■ **ASSIGNED TASK A**:
Answer these questions from the caffeine text, one per line, with answers marked (i), (ii), (iii):
(i) What percentage of adults worldwide consume the stimulant daily?
(ii) How many caffeine-related deaths did a medical review count between 1959 and 2010?
(iii) Which two conditions does caffeine lower the risk of?
■ **ASSIGNED TASK B**:
For each statement, say yes or no depending on whether it agrees with the caffeine text, and quote the words that decide it.
(i) The European Union ingests 2.5 million tons of coffee annually.
(ii) The average Starbucks coffee contains 500 milligrams of caffeine.
(iii) Studies suggest caffeine harms short-term memory.
■ **ASSIGNED TASK C**:
Write a continuation of the caffeine text, picking up after its last sentence.

■ **PAGE TEXT**:
Worldwide, 90 percent of adults consume the central nervous system stimulant daily, via tea, coffee, fizzy drinks and other beverages. Europe has the highest per capita coffee consumption in the world, with the European Union ingesting 2.5 million tons annually, or 725 million cups daily (4 kilos of roasted coffee per EU citizen per year).

Yet, caffeine overdoses are rare, resultant deaths even rarer. In fatality terms, caffeine is the safest legal high on the market. According to a medical review, there were a mere 45 caffeine-related deaths between 1959 and 2010. Experts say a lethal caffeine dose is between 5 and 10 grams — the average Starbucks coffee contains 340 milligrams of caffeine, so someone would need to drink between 15 and 30 of them before they risked perishing.

​What's more, caffeine has many health benefits. Studies suggest it boosts cognitive performance and short-term memory, and lowers the risk of cardiovascular disease and Type 2 diabetes. Some countries recommend drinking a few cups daily as part of a healthy diet.

■ **GIVEN DATA**:
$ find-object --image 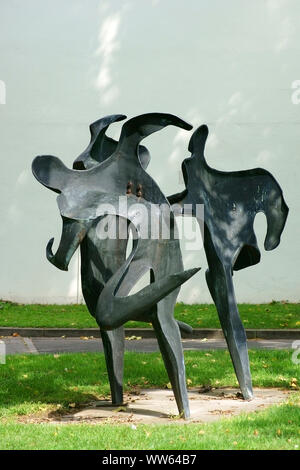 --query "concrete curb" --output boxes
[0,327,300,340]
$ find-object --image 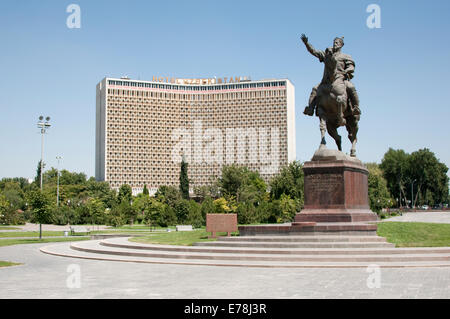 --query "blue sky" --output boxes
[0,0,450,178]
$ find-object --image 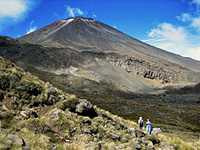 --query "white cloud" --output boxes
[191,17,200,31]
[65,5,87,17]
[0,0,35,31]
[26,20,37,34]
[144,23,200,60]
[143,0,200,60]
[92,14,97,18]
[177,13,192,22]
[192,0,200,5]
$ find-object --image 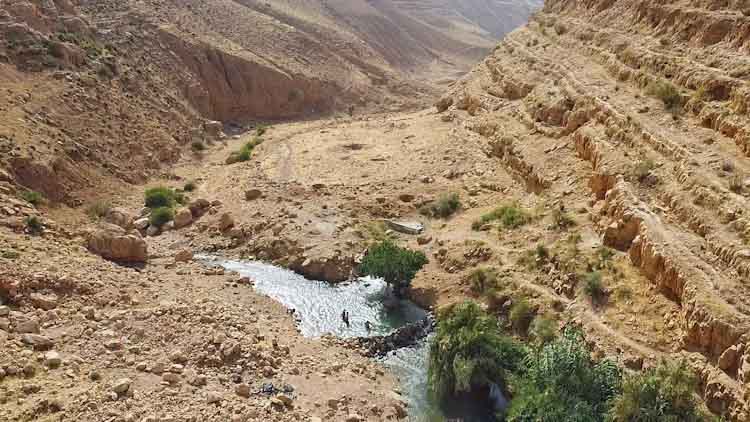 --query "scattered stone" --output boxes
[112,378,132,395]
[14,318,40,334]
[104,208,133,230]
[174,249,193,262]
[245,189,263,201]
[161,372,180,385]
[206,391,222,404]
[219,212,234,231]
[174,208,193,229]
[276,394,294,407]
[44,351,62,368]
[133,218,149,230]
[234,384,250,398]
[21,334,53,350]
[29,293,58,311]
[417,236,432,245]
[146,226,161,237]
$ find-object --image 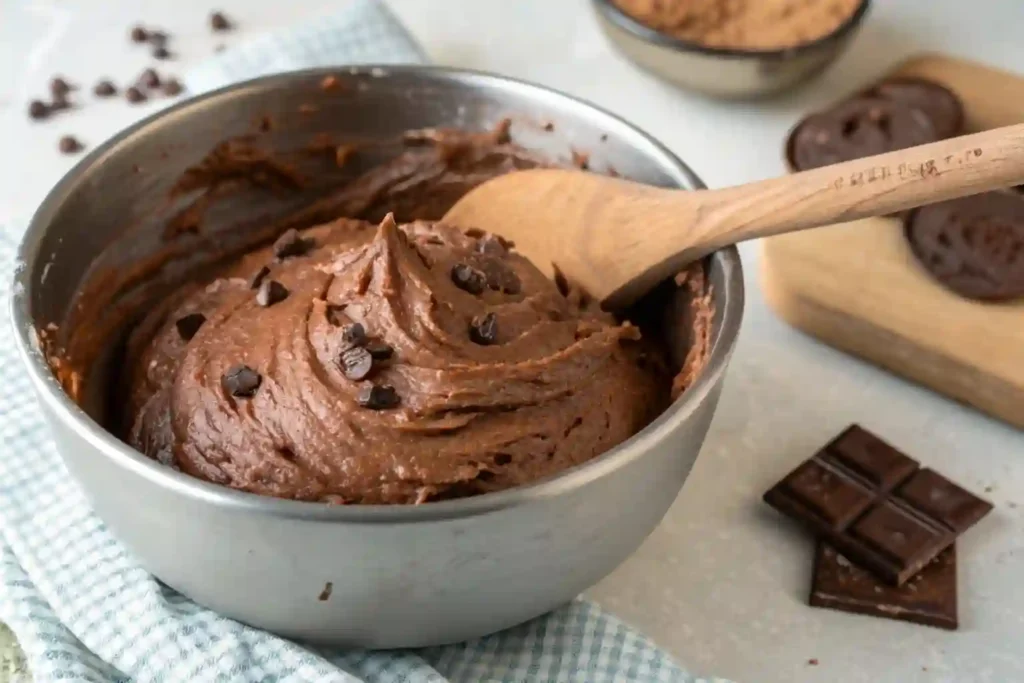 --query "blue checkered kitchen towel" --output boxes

---

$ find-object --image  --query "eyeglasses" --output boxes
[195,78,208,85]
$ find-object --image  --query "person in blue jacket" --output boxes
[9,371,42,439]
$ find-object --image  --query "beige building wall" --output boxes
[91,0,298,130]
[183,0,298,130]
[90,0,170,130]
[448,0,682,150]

■ **EXERCISE OUTPUT A**:
(i) 90 percent
(ii) 45
(iii) Cardiovascular disease and Type 2 diabetes

■ **EXERCISE OUTPUT B**:
(i) Yes: "with the European Union ingesting 2.5 million tons annually"
(ii) No: "the average Starbucks coffee contains 340 milligrams of caffeine"
(iii) No: "Studies suggest it boosts cognitive performance and short-term memory"

■ **EXERCISE OUTPUT C**:
Still, while Cripe's passing is a shocking, extreme case, caffeinated drinks are nonetheless a major medical concern. In the US, doctors have warned that adolescents should never consume energy drinks, and the number of individuals ending up in hospital after one too many cans of Red Bull and the like doubled between 2007 and 2011. Even exceeding 400mg per day, the EU's recommended maximum dose, causes disagreeable side effects — restlessness, insomnia, irritability.

​While many will be familiar with such symptoms, they're far from a harmless coffee corollary — they're symptoms of a quickened heart beat and disturbed blood flow, the first inklings of a potentially fatal caffeine hit. Were someone enduring this unpleasant trifecta to continue downing espressos, these prodromes would graduate to vomiting, abdominal pain, altered consciousness, and seizures — or, in Cripe's case, death.

The risk is greatly exacerbated by the stratospheric rise of energy drinks since the turn of the century. These beverages almost invariably contain more caffeine than coffee, making them much easier to overdose on than traditional coffee — and many contain other stimulants such as guarana and taurine. Drinking just 10 cans of a typical energy drink could be fatal, in theory.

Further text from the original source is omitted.